── DATASET

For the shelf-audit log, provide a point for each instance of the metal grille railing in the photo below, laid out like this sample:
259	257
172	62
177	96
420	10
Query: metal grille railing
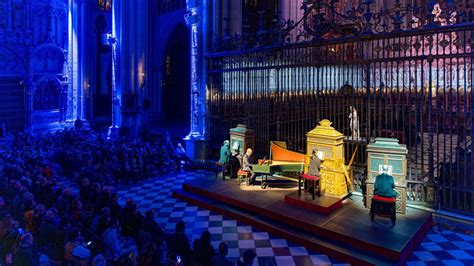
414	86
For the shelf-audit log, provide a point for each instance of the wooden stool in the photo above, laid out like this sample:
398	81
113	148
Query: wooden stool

────
── DATASET

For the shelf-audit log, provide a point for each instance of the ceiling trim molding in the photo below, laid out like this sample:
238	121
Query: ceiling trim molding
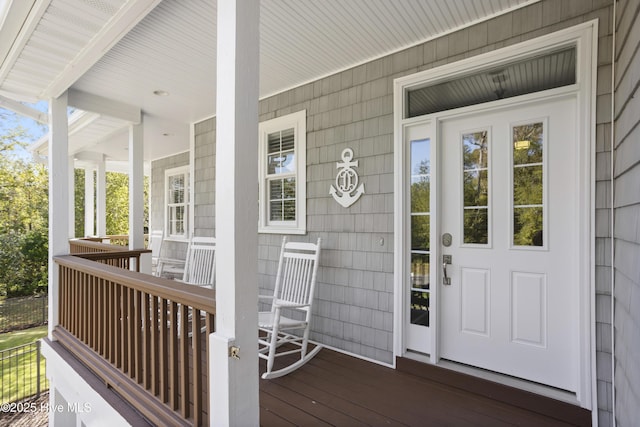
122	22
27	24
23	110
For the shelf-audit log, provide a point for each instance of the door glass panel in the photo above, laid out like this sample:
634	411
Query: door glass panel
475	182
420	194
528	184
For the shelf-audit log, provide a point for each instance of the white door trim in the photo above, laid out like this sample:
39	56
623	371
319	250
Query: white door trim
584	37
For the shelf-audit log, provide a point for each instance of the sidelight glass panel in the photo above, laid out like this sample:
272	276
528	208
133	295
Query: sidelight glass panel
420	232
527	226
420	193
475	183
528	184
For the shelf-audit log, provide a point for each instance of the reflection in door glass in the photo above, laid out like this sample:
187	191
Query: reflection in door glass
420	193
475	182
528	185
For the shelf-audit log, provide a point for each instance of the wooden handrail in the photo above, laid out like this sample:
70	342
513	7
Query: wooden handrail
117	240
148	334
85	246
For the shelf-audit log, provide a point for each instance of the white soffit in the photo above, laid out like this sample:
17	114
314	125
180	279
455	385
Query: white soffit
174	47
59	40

────
── DATASET

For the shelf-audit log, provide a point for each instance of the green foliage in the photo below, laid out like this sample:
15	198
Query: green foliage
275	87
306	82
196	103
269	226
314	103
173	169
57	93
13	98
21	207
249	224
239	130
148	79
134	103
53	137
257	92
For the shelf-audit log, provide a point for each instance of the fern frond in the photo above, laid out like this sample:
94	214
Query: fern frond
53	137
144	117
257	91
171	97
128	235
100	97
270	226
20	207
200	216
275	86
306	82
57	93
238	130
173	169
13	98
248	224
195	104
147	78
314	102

────

### EXERCISE DETAILS
Write out as a numbered list the lines of the data from the one containing "of the metal" through the one containing "Query: wooden stool", both included. Skip blank lines and leave out the pictures.

### EXERCISE RESULT
1. For the shelf-audit log, provide a point for each instance of the metal grille railing in the photo below, laid out like this sample:
2. 259	257
3. 172	62
4. 177	96
5. 420	10
6. Query: metal grille railing
7. 414	86
8. For the shelf-audit log, provide a point for each instance of the wooden stool in the photo above, laid out like this sample:
9. 398	81
10. 113	148
11. Query: wooden stool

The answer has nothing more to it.